### BRIEF
Among the lines below, which ones contain the word "yellow"? Copy every such line.

(PROVIDED INFORMATION Opens)

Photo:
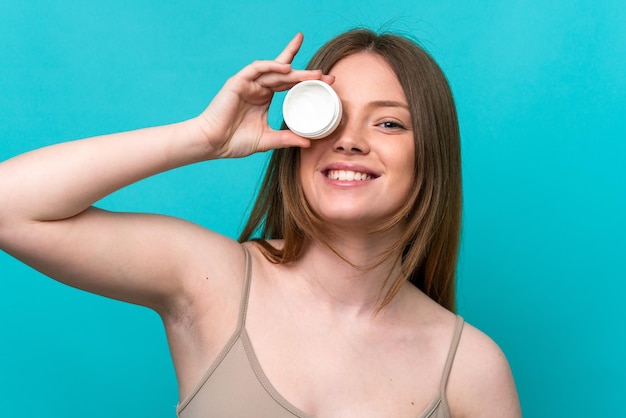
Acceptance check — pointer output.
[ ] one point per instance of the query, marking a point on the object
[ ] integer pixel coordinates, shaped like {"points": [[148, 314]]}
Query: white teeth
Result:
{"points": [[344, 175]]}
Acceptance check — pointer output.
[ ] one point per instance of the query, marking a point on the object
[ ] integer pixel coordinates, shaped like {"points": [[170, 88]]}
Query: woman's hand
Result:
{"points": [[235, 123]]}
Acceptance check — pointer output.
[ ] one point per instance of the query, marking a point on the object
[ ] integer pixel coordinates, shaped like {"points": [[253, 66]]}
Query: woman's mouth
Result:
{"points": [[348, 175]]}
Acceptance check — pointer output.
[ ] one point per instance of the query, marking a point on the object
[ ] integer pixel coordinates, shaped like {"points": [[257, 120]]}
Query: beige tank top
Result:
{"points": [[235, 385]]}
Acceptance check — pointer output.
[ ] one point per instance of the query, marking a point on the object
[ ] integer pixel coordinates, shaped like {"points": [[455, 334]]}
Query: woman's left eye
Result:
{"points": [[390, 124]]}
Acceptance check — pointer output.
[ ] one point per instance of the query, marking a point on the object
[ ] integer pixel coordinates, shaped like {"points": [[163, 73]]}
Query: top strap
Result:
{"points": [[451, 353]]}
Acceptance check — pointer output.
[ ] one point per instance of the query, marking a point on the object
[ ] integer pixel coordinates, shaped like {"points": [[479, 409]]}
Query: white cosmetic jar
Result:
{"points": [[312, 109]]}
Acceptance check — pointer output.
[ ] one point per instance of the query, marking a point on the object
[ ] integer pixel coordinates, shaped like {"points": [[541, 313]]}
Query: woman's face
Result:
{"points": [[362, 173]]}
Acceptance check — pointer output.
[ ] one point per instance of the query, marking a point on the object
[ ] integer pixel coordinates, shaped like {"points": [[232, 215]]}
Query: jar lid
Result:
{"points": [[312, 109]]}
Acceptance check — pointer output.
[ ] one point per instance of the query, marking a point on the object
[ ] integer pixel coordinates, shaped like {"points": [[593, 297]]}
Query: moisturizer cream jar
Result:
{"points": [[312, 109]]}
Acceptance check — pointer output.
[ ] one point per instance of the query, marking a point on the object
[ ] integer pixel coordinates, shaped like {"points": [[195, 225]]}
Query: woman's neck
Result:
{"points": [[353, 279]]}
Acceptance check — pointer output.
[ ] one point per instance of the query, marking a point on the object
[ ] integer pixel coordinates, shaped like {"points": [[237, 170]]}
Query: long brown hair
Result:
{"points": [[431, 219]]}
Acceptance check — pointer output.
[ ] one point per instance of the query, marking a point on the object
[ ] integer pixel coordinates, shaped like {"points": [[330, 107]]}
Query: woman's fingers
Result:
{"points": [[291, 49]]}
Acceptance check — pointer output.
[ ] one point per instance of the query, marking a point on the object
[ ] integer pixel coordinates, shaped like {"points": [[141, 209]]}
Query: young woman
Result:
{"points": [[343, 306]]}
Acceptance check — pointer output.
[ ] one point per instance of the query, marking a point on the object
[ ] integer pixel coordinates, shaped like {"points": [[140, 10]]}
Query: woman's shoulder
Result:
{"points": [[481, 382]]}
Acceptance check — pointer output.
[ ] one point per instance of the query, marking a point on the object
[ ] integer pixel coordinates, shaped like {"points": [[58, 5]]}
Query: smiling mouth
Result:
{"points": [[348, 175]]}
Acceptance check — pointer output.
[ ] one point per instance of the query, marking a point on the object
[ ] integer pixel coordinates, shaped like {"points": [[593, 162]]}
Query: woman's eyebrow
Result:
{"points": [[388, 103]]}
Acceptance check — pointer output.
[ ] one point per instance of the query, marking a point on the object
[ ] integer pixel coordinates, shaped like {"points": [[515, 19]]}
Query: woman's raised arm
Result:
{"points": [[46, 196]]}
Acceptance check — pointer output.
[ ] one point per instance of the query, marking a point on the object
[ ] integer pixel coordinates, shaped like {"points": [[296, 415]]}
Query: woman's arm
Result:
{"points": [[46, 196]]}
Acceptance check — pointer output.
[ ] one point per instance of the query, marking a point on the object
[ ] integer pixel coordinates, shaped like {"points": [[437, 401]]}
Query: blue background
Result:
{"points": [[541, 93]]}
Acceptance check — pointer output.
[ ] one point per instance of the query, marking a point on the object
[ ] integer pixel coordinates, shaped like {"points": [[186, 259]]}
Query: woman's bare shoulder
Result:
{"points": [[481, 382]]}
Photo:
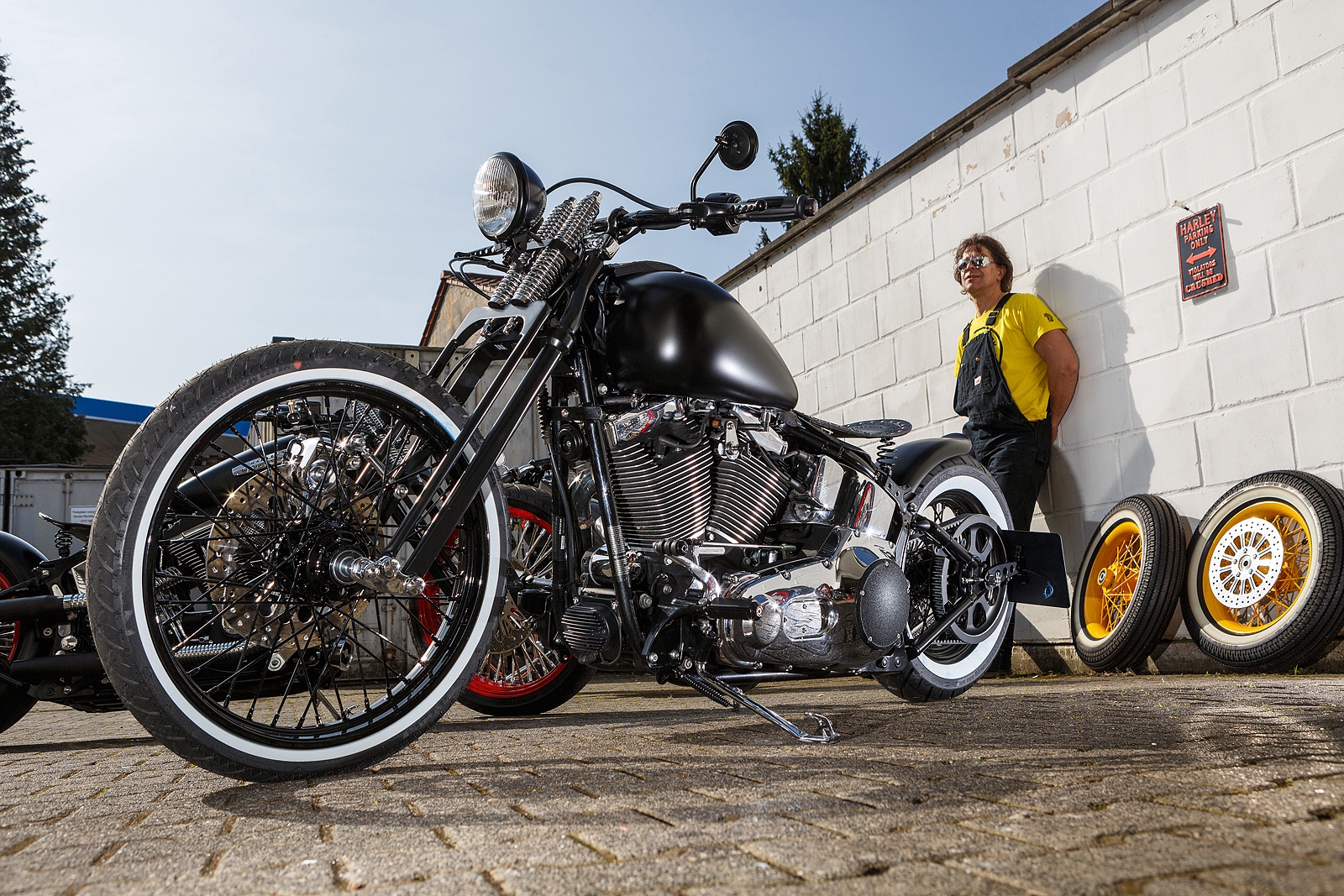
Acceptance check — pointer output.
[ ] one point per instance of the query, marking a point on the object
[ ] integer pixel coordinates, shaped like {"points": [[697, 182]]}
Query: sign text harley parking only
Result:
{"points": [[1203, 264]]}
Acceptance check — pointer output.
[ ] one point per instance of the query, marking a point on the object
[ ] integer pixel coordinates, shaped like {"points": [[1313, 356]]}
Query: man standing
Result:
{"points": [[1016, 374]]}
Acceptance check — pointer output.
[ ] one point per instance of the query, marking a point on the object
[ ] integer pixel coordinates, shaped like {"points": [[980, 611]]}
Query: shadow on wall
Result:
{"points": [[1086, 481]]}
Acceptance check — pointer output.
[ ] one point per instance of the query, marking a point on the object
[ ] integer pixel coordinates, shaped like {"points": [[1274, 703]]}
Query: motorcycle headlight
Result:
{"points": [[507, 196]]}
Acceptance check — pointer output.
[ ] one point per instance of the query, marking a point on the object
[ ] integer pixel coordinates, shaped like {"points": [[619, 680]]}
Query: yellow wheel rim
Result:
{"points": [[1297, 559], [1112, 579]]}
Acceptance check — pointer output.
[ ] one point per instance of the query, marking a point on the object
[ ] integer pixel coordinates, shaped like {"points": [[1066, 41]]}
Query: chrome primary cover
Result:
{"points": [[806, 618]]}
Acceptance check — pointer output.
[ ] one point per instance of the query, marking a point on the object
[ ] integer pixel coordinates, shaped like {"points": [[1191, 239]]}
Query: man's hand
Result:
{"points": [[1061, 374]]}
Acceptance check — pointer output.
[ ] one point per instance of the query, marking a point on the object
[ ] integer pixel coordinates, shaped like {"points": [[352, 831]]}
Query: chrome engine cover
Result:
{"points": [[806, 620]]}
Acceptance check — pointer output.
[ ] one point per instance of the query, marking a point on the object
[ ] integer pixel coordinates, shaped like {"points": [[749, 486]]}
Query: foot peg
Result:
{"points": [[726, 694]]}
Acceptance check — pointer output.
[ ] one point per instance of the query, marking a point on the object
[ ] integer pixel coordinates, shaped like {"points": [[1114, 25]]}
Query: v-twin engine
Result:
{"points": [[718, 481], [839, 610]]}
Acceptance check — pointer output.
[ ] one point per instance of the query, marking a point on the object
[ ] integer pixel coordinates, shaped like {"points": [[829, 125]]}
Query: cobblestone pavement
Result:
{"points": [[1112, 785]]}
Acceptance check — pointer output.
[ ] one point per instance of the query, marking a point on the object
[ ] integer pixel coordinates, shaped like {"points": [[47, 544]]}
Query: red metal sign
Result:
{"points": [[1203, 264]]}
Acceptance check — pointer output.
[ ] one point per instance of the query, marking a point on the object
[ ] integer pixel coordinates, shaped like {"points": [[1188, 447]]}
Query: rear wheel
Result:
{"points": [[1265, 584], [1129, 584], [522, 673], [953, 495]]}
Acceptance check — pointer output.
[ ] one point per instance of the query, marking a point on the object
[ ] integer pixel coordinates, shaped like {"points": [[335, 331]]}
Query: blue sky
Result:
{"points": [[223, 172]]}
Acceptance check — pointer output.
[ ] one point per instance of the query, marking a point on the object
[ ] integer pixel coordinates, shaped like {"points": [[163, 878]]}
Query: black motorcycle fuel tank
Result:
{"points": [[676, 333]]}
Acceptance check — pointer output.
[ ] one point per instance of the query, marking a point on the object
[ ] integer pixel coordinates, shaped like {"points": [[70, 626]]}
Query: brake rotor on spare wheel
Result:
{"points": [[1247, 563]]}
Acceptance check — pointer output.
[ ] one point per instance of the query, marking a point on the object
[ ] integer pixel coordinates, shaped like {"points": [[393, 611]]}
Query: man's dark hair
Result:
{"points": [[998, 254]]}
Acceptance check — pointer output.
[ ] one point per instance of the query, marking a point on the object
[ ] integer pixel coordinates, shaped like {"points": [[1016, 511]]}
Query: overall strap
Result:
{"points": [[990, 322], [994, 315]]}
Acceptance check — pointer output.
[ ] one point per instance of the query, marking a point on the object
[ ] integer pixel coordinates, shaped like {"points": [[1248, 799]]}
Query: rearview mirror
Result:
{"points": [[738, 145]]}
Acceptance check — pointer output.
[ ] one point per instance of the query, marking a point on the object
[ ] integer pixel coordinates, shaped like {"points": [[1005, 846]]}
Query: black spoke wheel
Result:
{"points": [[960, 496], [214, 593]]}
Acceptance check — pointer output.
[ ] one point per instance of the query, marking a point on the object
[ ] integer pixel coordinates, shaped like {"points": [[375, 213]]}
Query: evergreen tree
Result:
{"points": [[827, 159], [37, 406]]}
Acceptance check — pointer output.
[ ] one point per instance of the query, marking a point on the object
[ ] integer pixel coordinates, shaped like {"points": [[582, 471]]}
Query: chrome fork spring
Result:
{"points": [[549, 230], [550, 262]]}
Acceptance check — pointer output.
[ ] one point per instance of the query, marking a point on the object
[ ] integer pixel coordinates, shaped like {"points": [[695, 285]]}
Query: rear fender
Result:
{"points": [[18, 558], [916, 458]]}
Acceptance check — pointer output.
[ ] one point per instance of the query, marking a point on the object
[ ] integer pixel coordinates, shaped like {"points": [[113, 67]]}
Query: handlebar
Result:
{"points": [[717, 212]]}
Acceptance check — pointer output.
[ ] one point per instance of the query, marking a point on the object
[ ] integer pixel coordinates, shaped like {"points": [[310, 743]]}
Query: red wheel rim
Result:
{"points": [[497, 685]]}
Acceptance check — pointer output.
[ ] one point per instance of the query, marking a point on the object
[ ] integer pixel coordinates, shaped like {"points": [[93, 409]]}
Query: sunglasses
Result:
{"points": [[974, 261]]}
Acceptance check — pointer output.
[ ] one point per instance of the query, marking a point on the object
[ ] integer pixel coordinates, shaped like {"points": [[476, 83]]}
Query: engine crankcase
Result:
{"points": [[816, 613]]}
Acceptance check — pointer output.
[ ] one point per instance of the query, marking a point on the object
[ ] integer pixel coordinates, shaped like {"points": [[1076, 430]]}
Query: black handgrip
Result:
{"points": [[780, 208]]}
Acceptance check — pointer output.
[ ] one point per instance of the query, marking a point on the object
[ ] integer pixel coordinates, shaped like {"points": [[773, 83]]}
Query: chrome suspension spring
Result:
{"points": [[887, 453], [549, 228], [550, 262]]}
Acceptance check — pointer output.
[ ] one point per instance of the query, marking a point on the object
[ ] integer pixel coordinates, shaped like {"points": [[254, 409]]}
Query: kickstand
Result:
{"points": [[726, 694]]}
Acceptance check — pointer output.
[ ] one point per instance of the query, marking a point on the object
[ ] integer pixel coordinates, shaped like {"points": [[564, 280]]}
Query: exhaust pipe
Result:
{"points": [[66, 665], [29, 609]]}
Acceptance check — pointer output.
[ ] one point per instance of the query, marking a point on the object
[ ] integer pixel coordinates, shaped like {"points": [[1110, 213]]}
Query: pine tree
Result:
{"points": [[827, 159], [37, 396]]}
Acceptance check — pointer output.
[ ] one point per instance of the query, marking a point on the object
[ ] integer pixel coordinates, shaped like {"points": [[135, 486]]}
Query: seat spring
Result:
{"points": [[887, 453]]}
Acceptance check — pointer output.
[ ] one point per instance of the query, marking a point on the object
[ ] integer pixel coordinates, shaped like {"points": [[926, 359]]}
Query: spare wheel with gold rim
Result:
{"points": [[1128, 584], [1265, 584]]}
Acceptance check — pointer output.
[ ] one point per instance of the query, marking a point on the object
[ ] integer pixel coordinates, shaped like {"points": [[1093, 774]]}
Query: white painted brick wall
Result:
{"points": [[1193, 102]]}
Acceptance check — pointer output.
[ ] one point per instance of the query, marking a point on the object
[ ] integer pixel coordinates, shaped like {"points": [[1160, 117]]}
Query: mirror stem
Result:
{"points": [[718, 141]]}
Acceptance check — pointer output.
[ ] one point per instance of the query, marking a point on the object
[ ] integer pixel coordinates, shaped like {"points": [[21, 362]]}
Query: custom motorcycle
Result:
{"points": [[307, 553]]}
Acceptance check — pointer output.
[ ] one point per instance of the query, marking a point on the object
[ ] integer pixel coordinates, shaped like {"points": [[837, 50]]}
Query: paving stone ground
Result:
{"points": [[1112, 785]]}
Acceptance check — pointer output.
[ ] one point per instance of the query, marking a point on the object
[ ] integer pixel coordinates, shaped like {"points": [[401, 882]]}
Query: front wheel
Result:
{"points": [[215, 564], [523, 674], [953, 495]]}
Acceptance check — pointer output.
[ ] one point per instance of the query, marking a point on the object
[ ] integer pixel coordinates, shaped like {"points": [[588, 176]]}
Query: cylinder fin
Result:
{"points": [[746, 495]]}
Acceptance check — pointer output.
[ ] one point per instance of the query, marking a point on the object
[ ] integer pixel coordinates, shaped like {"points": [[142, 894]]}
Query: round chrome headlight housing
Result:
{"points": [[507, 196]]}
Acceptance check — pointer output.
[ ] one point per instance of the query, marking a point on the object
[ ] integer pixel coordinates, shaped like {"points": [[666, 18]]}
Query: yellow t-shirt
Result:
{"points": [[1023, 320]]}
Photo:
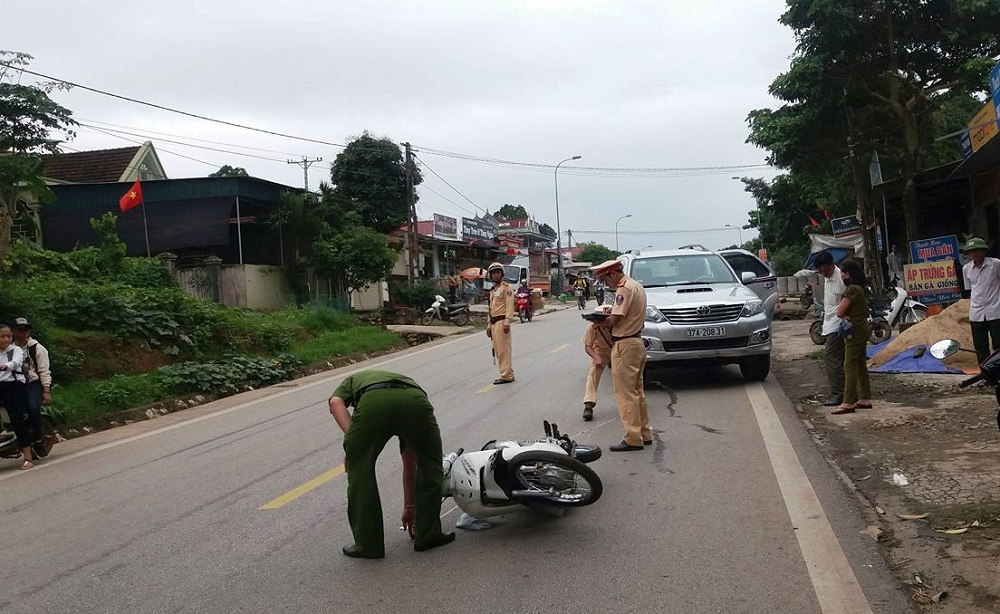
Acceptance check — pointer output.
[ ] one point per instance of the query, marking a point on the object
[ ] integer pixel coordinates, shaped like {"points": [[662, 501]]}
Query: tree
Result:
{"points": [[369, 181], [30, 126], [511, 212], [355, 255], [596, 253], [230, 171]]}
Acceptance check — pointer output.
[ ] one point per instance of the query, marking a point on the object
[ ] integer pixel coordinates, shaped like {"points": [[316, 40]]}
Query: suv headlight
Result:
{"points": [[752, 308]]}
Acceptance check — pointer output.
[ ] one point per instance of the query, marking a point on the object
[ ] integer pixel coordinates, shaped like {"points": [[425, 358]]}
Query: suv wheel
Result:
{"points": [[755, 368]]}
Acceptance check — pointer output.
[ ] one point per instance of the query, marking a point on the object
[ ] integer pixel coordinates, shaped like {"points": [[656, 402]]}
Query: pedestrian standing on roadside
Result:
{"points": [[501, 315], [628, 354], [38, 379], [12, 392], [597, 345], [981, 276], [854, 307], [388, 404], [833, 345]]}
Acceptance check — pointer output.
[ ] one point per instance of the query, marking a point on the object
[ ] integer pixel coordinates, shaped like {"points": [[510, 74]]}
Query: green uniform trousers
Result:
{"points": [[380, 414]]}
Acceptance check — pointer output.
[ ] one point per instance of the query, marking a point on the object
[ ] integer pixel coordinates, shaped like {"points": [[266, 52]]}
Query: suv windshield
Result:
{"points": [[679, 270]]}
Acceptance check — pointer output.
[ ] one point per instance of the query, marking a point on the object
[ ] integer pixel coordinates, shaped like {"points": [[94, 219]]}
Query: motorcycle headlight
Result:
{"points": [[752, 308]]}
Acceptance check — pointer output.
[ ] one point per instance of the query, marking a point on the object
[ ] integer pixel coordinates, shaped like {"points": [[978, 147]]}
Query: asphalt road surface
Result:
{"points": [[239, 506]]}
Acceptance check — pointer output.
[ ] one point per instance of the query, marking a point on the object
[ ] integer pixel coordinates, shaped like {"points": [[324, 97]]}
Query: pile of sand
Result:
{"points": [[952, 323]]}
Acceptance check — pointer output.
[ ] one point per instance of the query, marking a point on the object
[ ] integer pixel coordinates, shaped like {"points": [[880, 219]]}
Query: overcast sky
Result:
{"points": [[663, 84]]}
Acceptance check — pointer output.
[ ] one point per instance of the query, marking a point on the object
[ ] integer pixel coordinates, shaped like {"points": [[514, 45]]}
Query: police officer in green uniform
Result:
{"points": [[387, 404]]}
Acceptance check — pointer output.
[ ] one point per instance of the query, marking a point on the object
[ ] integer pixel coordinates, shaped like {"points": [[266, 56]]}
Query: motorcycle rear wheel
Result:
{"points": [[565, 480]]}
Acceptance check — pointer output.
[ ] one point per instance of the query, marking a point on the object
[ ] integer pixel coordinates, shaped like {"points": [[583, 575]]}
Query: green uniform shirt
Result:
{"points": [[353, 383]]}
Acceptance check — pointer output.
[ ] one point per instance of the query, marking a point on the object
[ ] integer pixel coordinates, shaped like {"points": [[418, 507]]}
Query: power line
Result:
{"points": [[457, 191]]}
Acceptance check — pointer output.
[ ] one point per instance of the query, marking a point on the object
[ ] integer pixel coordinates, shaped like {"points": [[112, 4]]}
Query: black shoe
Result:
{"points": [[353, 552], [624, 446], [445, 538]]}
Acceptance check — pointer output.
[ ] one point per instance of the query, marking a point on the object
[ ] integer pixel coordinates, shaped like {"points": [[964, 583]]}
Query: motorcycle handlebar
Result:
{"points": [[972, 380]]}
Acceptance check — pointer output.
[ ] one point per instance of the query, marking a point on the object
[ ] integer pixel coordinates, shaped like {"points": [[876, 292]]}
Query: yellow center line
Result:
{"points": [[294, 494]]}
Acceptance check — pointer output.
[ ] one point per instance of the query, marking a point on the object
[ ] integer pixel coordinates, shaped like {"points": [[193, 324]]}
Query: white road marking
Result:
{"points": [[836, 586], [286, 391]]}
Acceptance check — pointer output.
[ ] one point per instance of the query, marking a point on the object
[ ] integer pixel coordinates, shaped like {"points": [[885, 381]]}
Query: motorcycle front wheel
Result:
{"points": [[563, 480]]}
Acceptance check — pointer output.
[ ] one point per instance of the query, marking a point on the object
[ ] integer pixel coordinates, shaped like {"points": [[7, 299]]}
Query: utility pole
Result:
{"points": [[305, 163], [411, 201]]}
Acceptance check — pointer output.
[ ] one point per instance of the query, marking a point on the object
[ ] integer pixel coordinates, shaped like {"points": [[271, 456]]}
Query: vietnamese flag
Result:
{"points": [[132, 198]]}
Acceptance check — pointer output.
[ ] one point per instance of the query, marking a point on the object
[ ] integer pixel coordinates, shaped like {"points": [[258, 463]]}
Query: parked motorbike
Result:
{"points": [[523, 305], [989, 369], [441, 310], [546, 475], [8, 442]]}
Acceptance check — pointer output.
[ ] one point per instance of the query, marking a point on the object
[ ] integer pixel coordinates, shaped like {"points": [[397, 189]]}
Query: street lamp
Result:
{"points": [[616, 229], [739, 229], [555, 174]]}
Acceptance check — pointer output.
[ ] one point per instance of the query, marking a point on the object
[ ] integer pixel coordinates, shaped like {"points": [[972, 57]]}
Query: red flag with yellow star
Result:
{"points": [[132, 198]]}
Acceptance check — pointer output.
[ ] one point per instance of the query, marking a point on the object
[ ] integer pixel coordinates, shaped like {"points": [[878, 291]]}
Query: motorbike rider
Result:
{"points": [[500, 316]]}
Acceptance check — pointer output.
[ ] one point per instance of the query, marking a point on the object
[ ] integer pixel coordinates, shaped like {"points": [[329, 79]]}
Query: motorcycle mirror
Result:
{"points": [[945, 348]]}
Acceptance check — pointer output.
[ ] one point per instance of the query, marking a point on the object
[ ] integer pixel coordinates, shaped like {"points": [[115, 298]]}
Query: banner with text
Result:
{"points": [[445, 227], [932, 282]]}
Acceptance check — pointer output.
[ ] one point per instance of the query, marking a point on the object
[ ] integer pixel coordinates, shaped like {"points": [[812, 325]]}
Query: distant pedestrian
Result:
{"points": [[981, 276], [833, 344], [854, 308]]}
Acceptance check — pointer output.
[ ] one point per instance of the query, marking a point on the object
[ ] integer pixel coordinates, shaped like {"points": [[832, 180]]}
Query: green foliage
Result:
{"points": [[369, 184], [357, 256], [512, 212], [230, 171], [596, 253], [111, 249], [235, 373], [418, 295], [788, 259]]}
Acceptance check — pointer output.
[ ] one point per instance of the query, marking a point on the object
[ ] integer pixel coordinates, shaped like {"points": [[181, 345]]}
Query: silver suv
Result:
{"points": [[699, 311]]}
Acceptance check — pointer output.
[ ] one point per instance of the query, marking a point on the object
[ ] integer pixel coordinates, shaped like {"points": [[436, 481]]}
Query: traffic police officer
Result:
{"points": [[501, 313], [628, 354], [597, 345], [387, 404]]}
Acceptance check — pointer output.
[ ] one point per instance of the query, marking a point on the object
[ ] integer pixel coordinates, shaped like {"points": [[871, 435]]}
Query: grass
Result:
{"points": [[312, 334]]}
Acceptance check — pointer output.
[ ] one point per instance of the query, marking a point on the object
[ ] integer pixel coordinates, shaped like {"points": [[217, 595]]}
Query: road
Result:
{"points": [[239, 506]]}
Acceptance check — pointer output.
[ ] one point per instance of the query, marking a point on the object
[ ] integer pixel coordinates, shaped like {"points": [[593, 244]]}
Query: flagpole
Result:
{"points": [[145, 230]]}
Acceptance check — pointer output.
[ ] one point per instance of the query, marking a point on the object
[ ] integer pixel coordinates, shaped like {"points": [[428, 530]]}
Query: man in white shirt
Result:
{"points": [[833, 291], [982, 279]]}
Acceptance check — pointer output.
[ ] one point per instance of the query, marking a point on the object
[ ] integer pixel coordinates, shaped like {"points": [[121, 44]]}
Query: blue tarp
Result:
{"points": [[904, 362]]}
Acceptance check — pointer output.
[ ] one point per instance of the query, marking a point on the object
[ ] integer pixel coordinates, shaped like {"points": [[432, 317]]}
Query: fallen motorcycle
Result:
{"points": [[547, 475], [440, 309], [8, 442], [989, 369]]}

(PROVIDED INFORMATION Closes)

### FINAL ANSWER
Query: yellow wheel rim
Query: yellow t-shirt
Query: yellow center line
Query: red flag with yellow star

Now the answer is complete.